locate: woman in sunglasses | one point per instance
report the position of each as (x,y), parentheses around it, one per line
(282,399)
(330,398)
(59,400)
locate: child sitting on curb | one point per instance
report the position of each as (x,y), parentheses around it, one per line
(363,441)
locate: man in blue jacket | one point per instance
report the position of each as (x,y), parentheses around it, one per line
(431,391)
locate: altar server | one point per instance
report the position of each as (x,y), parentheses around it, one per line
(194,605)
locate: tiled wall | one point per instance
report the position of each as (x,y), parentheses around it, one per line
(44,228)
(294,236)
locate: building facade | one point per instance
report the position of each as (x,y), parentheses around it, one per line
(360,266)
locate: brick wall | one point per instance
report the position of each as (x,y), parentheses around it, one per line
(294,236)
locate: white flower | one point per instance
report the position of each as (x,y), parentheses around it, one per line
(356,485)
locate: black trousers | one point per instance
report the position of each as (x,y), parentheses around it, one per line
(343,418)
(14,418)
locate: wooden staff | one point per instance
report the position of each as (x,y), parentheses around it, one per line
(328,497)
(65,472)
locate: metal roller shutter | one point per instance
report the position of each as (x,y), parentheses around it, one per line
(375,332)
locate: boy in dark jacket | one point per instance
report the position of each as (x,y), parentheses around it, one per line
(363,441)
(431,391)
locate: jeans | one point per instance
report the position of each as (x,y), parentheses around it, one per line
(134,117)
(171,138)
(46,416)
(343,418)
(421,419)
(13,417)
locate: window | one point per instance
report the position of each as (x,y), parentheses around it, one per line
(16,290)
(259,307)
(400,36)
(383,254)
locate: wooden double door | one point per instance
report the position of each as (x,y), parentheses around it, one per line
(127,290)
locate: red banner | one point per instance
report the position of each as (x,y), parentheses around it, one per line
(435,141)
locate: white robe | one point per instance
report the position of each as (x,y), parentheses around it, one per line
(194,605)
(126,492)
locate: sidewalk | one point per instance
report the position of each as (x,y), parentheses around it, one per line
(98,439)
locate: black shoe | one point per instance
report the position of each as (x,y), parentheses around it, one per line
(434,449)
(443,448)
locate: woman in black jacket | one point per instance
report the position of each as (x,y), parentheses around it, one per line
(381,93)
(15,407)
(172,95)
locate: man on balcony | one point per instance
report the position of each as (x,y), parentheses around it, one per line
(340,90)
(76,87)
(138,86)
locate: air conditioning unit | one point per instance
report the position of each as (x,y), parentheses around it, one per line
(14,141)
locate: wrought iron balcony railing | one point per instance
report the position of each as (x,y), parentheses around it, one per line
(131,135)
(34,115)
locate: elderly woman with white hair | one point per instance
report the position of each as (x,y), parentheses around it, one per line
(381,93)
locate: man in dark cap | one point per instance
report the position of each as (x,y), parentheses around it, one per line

──────────────────────────────

# Request:
Reproduce every row above verbatim, keeping their original order and line breaks.

# Task output:
locate: woman in sunglasses | one point per instance
report the position of each as (x,y), parentheses around it, one per line
(282,399)
(330,398)
(59,400)
locate: child sitting on curb | one point per instance
report the position of each as (x,y), parentheses around it, one per line
(363,441)
locate: man in blue jacket | one point per instance
report the position of each as (x,y), parentheses around it, one per line
(431,391)
locate: altar server | one point per instance
report the position of each as (x,y), parentheses around it, one per line
(194,605)
locate: tiled wall | one point per instance
report the position of each as (x,y), parentheses around it, one per line
(44,228)
(294,236)
locate: building facade | one point per instance
report the position of each as (x,y), parentheses around it, one per line
(360,266)
locate: brick wall | one point per instance
report the position of each as (x,y), parentheses around it, one per line
(294,236)
locate: white flower | one point per instance
report the position of each as (x,y), parentheses around it, one per line
(356,485)
locate: black trousers | one point per instance
report the position of each as (x,y), parentheses around it, one per line
(343,418)
(14,418)
locate: wooden staff | one point per instance
report the position of each as (x,y), parentheses around it, one per line
(328,497)
(65,472)
locate: metal roller shutter | one point per instance
report the position of each as (x,y), parentheses around it, one per line
(375,332)
locate: boy in dark jacket | one point per instance
report the position of each as (x,y), parentheses around it, one per line
(363,441)
(431,391)
locate: jeans | one point per instance
report the position of each as (x,y), parentheses around it, one per line
(134,117)
(171,138)
(46,416)
(343,418)
(421,419)
(13,417)
locate: window | one point per instance
report the position of each as (x,y), parentheses around it, one per line
(16,290)
(259,307)
(400,36)
(383,254)
locate: wooden double door | one point per instance
report the position of each as (x,y), parentheses around it, one per line
(127,290)
locate: red banner | one point per instance
report the position of each as (x,y), parentheses around it, one per line
(435,141)
locate: white robe | one point per instance
report the position of each as (x,y), parentheses around it, one per line
(194,605)
(126,492)
locate: sidewalk | one point per instance
report the position of each as (x,y), parentheses around it, one per line
(98,439)
locate: black shoe | one point per instance
report the position of each as (x,y), parentheses around it, one per line
(434,449)
(443,448)
locate: woman in black jacket | one point per instance
report the position of each as (x,y), parentheses around it, one per line
(381,93)
(15,407)
(172,95)
locate: man on balcony | one point per instance
report the position of each as (x,y), parentheses around it, one per line
(340,90)
(76,87)
(138,86)
locate: air conditioning unit | one point per instance
report the position of each as (x,y), parentheses around it, one per line
(14,141)
locate: wrought iron balcony railing | one point per instance
report the position of each as (x,y), parentheses around it, one per line
(131,135)
(34,115)
locate: elderly woman with white hair | one point per instance
report the position of each as (x,y), parentheses around it, one per line
(381,93)
locate: man in dark cap | one point per instance
report the position of each as (x,y), parentheses around it, one per line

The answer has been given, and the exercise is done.